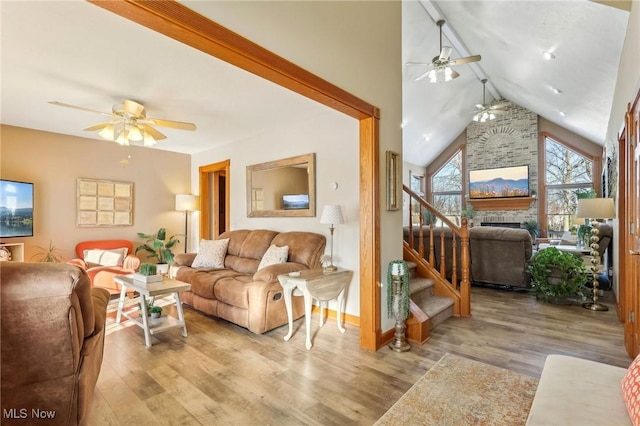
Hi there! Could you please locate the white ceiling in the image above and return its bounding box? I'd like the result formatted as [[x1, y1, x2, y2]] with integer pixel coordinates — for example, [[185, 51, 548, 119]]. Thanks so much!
[[0, 0, 629, 165], [402, 0, 629, 165]]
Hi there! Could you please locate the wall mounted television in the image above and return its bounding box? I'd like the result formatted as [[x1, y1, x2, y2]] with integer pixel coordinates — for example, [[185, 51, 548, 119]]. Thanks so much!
[[282, 194, 309, 210], [0, 179, 33, 238], [469, 166, 529, 199]]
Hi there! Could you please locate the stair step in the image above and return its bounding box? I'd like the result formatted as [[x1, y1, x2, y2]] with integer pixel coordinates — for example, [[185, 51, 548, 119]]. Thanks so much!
[[414, 296, 453, 329], [409, 277, 434, 306], [407, 262, 418, 278], [409, 277, 434, 295]]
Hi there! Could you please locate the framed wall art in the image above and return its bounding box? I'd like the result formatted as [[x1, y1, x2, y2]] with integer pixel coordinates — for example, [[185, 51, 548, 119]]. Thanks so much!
[[387, 151, 402, 210], [76, 178, 133, 227]]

+---+

WORK REQUIRED — Format all of the items above as a two-column CSV with the columns input_text and output_boxes. Give one row per item, placing its text and its answer each in a single quoted field with any line breaks replaced by spaces, and omit the pictures.

RESULT OF THIS TASK —
input_text,output_boxes
"Hi there! Could you please locate the white ceiling in the image above and return its bounding box? I'd like the result formatted as [[x1, y1, x2, y2]] with integer pixel coordinates — for example, [[185, 51, 548, 119]]. Thanks so much!","[[0, 0, 629, 165], [402, 0, 629, 165]]"
"Hi there! Could you please locate the wall mounted television in the image above and return its bounding box? I'd like the result formatted as [[x1, y1, x2, y2]] with integer pixel coordinates — for example, [[185, 51, 548, 119]]. Thanks so much!","[[282, 194, 309, 210], [0, 179, 33, 238], [469, 166, 529, 199]]"
"Hi there! Could you please locate the stair step in the image above and return its bounding box? I'd like the result formatted as [[x1, y1, x2, y2]] with integer pixel coordinates — for example, [[185, 51, 548, 119]]. Thanks so much!","[[414, 296, 453, 329], [409, 277, 434, 306], [407, 262, 418, 278], [409, 277, 434, 295]]"
"Hi there! Could you please locate the framed wall art in the image above and return its bounding box? I'd like the result formatted as [[x1, y1, x2, y2]] with integer pixel coordinates — for example, [[185, 51, 548, 119]]. Thanks so much!","[[387, 151, 402, 210], [76, 178, 133, 227]]"